WHAT IS NEEDED: Can you reproduce all of the material below word for word, leaving out the pictures?

____ EXTRACTED DATA

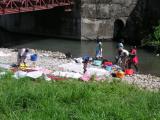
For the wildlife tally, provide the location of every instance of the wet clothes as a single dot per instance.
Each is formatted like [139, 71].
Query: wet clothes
[133, 59]
[22, 55]
[99, 50]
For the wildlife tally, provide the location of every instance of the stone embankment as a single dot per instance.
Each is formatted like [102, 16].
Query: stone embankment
[51, 60]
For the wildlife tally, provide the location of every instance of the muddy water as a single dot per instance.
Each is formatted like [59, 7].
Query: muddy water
[148, 62]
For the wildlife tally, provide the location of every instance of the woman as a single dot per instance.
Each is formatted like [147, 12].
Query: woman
[99, 50]
[133, 58]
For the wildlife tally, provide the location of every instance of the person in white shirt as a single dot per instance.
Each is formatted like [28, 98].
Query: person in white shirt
[122, 58]
[22, 55]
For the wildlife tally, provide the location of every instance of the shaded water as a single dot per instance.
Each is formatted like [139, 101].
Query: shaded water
[148, 62]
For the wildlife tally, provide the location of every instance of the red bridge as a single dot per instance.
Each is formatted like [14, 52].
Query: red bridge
[18, 6]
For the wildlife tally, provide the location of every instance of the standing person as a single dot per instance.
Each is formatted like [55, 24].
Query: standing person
[120, 44]
[133, 59]
[85, 63]
[22, 55]
[99, 49]
[122, 57]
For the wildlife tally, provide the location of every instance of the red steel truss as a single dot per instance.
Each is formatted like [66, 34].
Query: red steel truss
[17, 6]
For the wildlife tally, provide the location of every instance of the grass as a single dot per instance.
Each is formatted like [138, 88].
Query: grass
[25, 99]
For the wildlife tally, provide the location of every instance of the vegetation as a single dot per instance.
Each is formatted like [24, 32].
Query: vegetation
[28, 99]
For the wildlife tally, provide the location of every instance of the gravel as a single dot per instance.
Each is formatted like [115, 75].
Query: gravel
[51, 60]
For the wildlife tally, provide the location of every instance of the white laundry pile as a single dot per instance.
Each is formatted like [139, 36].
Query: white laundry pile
[22, 74]
[2, 54]
[67, 74]
[72, 67]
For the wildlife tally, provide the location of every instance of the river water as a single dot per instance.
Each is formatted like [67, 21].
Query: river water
[148, 62]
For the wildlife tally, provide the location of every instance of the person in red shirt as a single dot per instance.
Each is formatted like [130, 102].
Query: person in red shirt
[133, 59]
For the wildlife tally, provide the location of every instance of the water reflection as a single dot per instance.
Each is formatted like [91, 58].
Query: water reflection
[149, 63]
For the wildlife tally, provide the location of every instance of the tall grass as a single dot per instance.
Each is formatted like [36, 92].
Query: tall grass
[27, 99]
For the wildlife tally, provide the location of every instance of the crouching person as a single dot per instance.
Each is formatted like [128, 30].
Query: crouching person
[22, 55]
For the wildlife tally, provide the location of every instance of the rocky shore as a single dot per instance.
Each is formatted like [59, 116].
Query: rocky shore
[51, 60]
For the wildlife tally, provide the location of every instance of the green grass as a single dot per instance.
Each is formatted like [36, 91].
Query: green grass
[25, 99]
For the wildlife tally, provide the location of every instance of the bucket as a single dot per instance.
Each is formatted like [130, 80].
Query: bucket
[120, 74]
[34, 57]
[107, 64]
[109, 68]
[97, 62]
[129, 71]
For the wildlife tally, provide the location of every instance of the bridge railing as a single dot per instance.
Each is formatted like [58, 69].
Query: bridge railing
[17, 6]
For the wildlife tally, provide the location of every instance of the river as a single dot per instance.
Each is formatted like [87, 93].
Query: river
[148, 62]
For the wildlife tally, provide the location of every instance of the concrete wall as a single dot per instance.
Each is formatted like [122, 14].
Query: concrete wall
[89, 19]
[55, 22]
[98, 16]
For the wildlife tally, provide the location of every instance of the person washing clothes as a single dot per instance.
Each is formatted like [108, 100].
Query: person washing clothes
[99, 49]
[85, 63]
[22, 55]
[122, 57]
[133, 59]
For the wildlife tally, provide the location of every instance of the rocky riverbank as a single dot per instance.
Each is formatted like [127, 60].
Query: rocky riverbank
[51, 61]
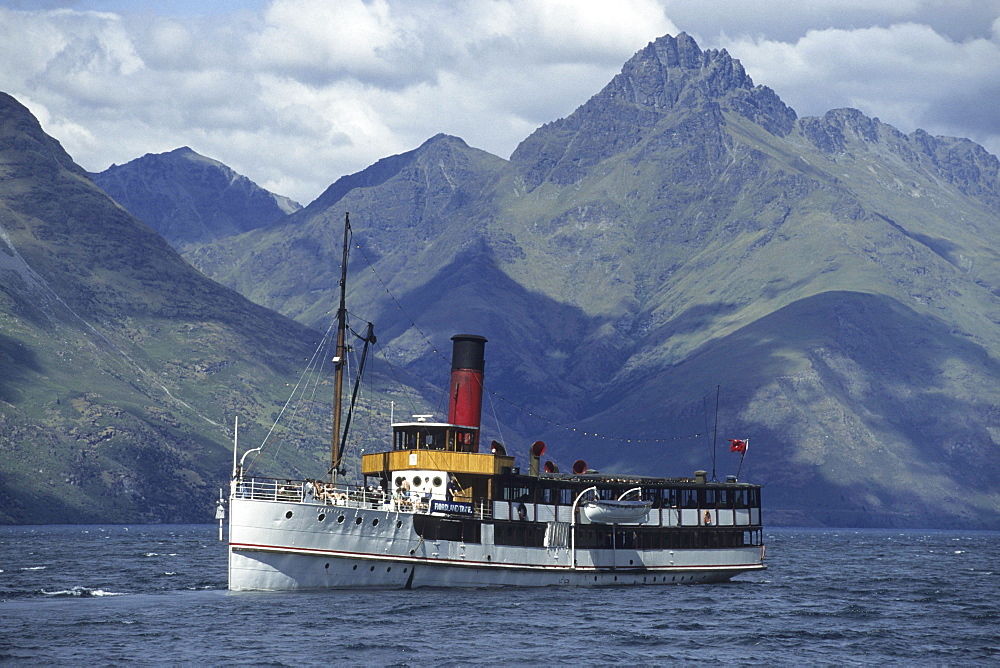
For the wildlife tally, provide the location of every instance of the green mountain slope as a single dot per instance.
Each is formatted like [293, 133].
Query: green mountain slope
[121, 367]
[189, 198]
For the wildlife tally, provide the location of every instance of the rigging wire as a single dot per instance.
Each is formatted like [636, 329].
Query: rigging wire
[303, 382]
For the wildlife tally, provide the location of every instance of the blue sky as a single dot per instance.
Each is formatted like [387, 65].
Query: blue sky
[296, 93]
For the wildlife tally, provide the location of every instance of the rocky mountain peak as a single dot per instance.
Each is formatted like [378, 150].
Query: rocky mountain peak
[25, 149]
[667, 81]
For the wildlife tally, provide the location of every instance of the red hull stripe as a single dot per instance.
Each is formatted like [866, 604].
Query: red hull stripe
[464, 562]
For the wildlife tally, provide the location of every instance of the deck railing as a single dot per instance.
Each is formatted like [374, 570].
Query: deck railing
[342, 495]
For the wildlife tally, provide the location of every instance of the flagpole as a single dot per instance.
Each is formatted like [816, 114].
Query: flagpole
[715, 436]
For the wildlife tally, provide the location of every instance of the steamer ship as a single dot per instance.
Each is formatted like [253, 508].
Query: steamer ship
[437, 509]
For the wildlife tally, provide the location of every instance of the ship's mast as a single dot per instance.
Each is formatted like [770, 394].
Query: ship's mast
[340, 356]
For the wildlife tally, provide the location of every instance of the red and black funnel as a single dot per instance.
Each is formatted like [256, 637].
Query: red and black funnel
[465, 401]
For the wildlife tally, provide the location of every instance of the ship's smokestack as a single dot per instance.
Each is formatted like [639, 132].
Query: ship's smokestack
[465, 401]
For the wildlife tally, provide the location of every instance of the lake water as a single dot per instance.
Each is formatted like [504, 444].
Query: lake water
[156, 594]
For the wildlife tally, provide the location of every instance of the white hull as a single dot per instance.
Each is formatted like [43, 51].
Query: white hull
[276, 545]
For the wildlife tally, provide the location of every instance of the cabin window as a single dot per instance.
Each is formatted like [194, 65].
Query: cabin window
[688, 498]
[516, 494]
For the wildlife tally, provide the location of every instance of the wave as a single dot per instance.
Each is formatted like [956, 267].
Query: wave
[82, 592]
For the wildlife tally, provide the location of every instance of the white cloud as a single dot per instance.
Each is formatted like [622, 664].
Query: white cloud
[296, 93]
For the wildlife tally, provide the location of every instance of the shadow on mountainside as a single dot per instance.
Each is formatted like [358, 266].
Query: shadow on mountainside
[17, 363]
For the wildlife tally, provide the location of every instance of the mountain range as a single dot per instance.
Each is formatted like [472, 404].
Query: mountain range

________

FINAL ANSWER:
For the wildlife tally, provide the location of every instance of the wet clothes as a single dot per instance.
Each is formatted like [139, 71].
Query: wet clothes
[133, 59]
[22, 55]
[99, 50]
For the wildlife tally, provide the location of every instance of the stone embankment as a single dot per instance.
Each is formatted like [102, 16].
Query: stone embankment
[51, 60]
For the wildlife tally, provide the location of every instance of the muddy water as a single dot per instance.
Each is formatted like [59, 7].
Query: muddy water
[148, 62]
For the wildlife tally, provide the location of every instance of the woman as a single dot per instance.
Each is formatted like [147, 12].
Query: woman
[99, 50]
[133, 58]
For the wildlife tally, provide the location of every instance of the person in white shirt as a single dot per instance.
Each is formatted like [28, 98].
Query: person in white shirt
[122, 58]
[22, 55]
For the wildlife tally, provide the location of every instance of the shaded water as a single dot per instance.
Each is formatted like [139, 101].
Query: shaded water
[148, 62]
For the wildlife tally, provide the location of every instance of the red bridge as a single dot per instance.
Each is formatted like [14, 52].
Query: red bridge
[18, 6]
For the wildlife tally, provide the location of every instance of the standing person as a single dot per instance.
Each is formatted like [55, 24].
Query: standing person
[120, 44]
[133, 59]
[85, 63]
[22, 55]
[99, 49]
[122, 57]
For the wildlife tally, provide the location of every instance of the red steel truss as a single dot per instance.
Each is formatted like [66, 34].
Query: red steel truss
[17, 6]
For the wildlife tally, provide the location of every instance of the grass as a single dot per instance.
Each is formatted like [138, 88].
Query: grass
[25, 99]
For the wildlife tally, provide the location of every instance of the vegetation as a single dot per instance.
Each is formatted like [24, 32].
Query: vegetation
[28, 99]
For the wildlife tally, provide the location of every instance of the gravel as a single dot per instance.
Each is formatted like [115, 75].
Query: gravel
[51, 60]
For the wildlife tally, provide the location of every instance of the white laundry pile as a single dot per instance.
Each is formatted like [139, 36].
Query: white laundry pile
[22, 74]
[2, 54]
[67, 74]
[72, 67]
For the wildlife tally, provide the location of every instance of the river water as a single dot per instance.
Each is formatted like [67, 21].
Query: river water
[148, 62]
For the wildlife tally, provide the location of every instance of the person in red shirt as a single dot per instance.
Each is formatted like [130, 102].
Query: person in red shirt
[133, 59]
For the wildlife tally, provide the location of every instance of the water reflection as a single dot per instance.
Each is formatted like [91, 58].
Query: water reflection
[149, 63]
For the wildlife tally, provide the location of every instance of the tall grass as a single dot per instance.
Each is formatted like [36, 92].
Query: tall grass
[27, 99]
For the wildlife tally, provide the location of every instance of the crouching person as a single dot per instance.
Each is formatted like [128, 30].
Query: crouching person
[22, 55]
For the wildlife tally, provide the location of every instance of the rocky shore as a single dot per instance.
Each is formatted like [59, 116].
Query: rocky shore
[51, 60]
For the wildlife tally, provide the location of every instance of the green grass as a single dot per instance.
Each is formatted like [36, 91].
Query: green grass
[25, 99]
For the wildlife tally, provide the location of every instance of the bucket as a single dot per instance.
Each is formatted like [130, 80].
Query: bucket
[120, 74]
[34, 57]
[107, 64]
[109, 68]
[97, 62]
[129, 71]
For the wildlife tally, provide the location of every instance of the bridge railing as a single dot per instance.
Each is formatted like [58, 69].
Query: bridge railing
[17, 6]
For the wildlife tally, provide the location of every instance of the river as a single dot per instance.
Each is formatted like [87, 93].
Query: river
[148, 62]
For the wildlife tally, provide the location of every instance of the concrete wall as a single dot per instance.
Each is formatted like [122, 14].
Query: concrete wall
[89, 19]
[55, 22]
[98, 16]
For the wildlife tally, provide the location of every instance of the person washing clothes as a single dot per instance.
Each is formatted like [108, 100].
Query: person washing clothes
[99, 49]
[85, 63]
[22, 55]
[122, 57]
[133, 59]
For the wildlife tally, provide the location of every instance of the rocky riverbank as a single dot per instance.
Each is formatted like [127, 60].
Query: rocky riverbank
[51, 61]
For the wildlife tally, provide the location of every instance of the green mountain slope as a single dot per instance.
Each is formatted like [293, 133].
Query: green mountain slope
[121, 367]
[189, 198]
For the wildlife tally, provide the location of every instance of the rigging wire as a single dot per instance.
Each is formatted like [636, 329].
Query: rigging wire
[303, 382]
For the wildlife tally, provide the location of every instance of the blue sky as a single dot per instance.
Each is formatted like [387, 65].
Query: blue sky
[296, 93]
For the wildlife tally, provide the location of every instance of the rocky mountain peak as a single dot per instance.
Each is formatted like [378, 150].
Query: rocky mountain peak
[25, 149]
[667, 81]
For the wildlife tally, provide the location of every instance of the red hull stripe as a single dot per instance.
Each is formatted like [866, 604].
Query: red hull stripe
[464, 562]
For the wildlife tally, provide the location of every instance of the deck railing as a single dot per instance.
Each is formatted like [374, 570].
Query: deck railing
[342, 495]
For the wildlife tally, provide the location of every instance of the flagpole as a single dot per instance.
Each is formatted like [816, 114].
Query: flagpole
[715, 436]
For the wildlife tally, provide the location of every instance of the steamer ship as a single dot per instance.
Each is formatted like [253, 508].
Query: steamer ship
[437, 509]
For the wildlife tally, provide the location of every instance of the ship's mast as a single dot per instance.
Each is formatted like [770, 394].
Query: ship's mast
[340, 356]
For the wildlife tally, provide the location of every instance of the red and black funnel as a single dot per instance.
Each is formatted like [256, 637].
Query: red and black funnel
[465, 401]
For the wildlife tally, provide the location of every instance of the ship's smokestack as a single dot per instance.
Each is formatted like [639, 132].
Query: ship's smokestack
[465, 401]
For the wildlife tally, provide the location of every instance of the lake water as a single dot per instance.
Each is formatted like [504, 444].
Query: lake water
[156, 594]
For the wildlife tally, provide the location of every instance of the white hull as a single dot per instance.
Each is formatted like [43, 51].
Query: white hull
[276, 545]
For the wildlife tally, provide the location of every instance of the cabin window as a single dot per instance.
Each is formatted like [194, 65].
Query: cabin window
[688, 498]
[516, 494]
For the wildlife tally, provide the location of every instance of the wave as a single dot per instance.
Each is formatted like [956, 267].
Query: wave
[82, 592]
For the wildlife tally, provide the location of every instance of the white cloud as a single dot per instance.
Each is formatted like [622, 664].
Query: white cloud
[296, 93]
For the wildlife tally, provide the location of every instance of the shadow on mountainside as a single dot per instance.
Each is formatted like [358, 266].
Query: shadow on mountainside
[17, 363]
For the wildlife tally, provide the location of every instance of the mountain range as a single dot per instance.
Each is formatted like [472, 404].
Query: mountain range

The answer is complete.